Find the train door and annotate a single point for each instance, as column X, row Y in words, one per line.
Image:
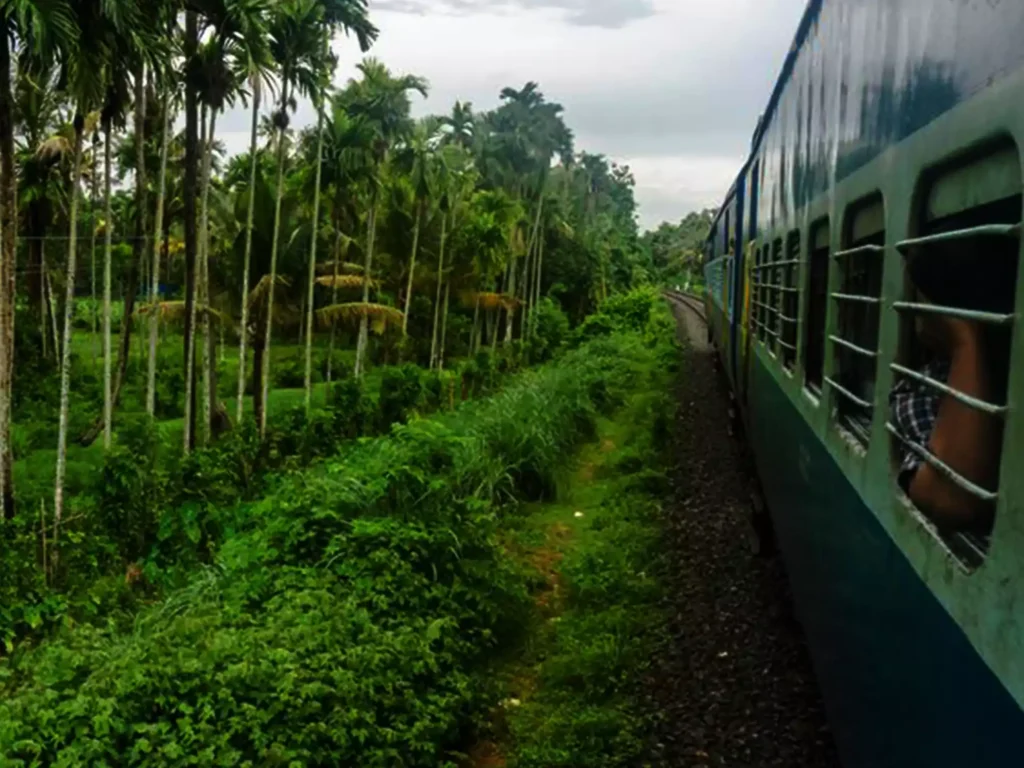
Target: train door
column 736, row 283
column 745, row 271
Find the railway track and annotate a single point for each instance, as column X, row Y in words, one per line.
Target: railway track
column 733, row 683
column 691, row 301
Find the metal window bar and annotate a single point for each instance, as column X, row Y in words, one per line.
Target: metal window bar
column 985, row 230
column 855, row 298
column 853, row 347
column 859, row 251
column 970, row 314
column 848, row 394
column 937, row 464
column 987, row 408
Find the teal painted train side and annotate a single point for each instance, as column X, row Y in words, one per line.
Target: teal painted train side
column 891, row 120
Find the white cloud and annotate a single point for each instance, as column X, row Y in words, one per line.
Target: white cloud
column 671, row 87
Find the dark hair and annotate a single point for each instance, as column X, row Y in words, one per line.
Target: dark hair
column 979, row 274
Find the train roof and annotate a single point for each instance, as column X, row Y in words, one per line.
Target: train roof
column 811, row 13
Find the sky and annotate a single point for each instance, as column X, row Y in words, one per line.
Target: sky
column 673, row 88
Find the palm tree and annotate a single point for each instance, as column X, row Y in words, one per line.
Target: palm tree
column 318, row 97
column 46, row 32
column 165, row 134
column 296, row 45
column 417, row 161
column 460, row 126
column 383, row 101
column 103, row 27
column 346, row 168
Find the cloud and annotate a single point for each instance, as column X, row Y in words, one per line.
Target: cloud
column 607, row 13
column 675, row 95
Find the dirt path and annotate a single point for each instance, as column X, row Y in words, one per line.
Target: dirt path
column 734, row 685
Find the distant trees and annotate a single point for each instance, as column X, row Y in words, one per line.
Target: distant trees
column 437, row 237
column 676, row 249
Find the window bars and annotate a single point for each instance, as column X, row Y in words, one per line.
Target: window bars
column 991, row 318
column 856, row 340
column 788, row 321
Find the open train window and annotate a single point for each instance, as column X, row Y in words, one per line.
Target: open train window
column 817, row 306
column 948, row 403
column 761, row 293
column 788, row 322
column 775, row 295
column 859, row 302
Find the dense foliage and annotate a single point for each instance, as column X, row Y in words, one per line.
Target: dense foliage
column 342, row 616
column 676, row 250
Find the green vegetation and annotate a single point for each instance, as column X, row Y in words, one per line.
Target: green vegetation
column 268, row 421
column 676, row 250
column 347, row 614
column 597, row 621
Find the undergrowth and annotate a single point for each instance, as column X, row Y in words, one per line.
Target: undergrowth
column 578, row 707
column 342, row 617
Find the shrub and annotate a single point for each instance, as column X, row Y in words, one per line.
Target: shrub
column 345, row 613
column 401, row 392
column 551, row 330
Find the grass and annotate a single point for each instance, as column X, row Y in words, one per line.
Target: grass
column 594, row 553
column 37, row 468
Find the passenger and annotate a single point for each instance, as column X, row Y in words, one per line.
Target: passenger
column 963, row 354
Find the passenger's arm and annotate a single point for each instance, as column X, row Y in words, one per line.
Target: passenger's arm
column 965, row 438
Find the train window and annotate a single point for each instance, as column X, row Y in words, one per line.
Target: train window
column 774, row 301
column 817, row 306
column 859, row 301
column 758, row 303
column 948, row 402
column 790, row 301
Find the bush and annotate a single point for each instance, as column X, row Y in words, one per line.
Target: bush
column 401, row 393
column 551, row 330
column 343, row 617
column 622, row 312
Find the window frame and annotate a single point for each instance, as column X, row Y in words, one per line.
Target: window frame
column 815, row 254
column 871, row 244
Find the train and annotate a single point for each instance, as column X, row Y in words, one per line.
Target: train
column 883, row 187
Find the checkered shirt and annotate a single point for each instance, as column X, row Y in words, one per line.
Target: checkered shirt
column 914, row 410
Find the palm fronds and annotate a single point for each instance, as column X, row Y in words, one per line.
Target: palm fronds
column 262, row 290
column 380, row 316
column 491, row 301
column 174, row 311
column 344, row 266
column 346, row 281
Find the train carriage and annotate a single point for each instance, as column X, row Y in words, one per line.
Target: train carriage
column 895, row 130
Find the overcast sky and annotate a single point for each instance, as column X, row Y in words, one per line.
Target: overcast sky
column 673, row 88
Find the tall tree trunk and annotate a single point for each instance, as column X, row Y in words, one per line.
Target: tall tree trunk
column 530, row 268
column 188, row 204
column 412, row 266
column 474, row 338
column 257, row 377
column 108, row 256
column 537, row 288
column 92, row 251
column 334, row 300
column 37, row 260
column 253, row 165
column 8, row 232
column 279, row 195
column 66, row 350
column 364, row 340
column 204, row 267
column 193, row 282
column 312, row 262
column 437, row 298
column 151, row 383
column 440, row 354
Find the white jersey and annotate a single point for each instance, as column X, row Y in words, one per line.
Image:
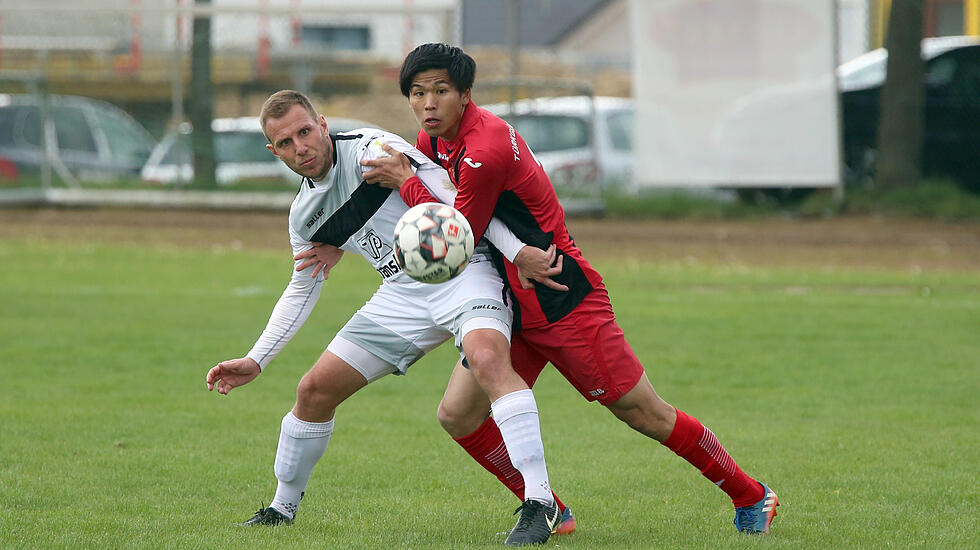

◆ **What you are asked to do**
The copy has to start at the line that contains "Target: overcast sky" and end at the last line of the material above, matching the original exactly and holding no pictures.

◆ **Task answer**
Target: overcast sky
column 673, row 88
Find the tall tree trunk and annotate a single point for each instance, as column X, row Y in words, one per line.
Target: tall tree trunk
column 530, row 268
column 188, row 204
column 412, row 266
column 474, row 338
column 257, row 377
column 108, row 256
column 537, row 288
column 92, row 251
column 334, row 300
column 37, row 260
column 253, row 165
column 8, row 232
column 279, row 195
column 66, row 350
column 364, row 340
column 204, row 267
column 193, row 282
column 312, row 262
column 437, row 298
column 151, row 383
column 440, row 354
Find the white jersey and annotate a single point for each instance, as column X, row Y in words, one per line.
Image:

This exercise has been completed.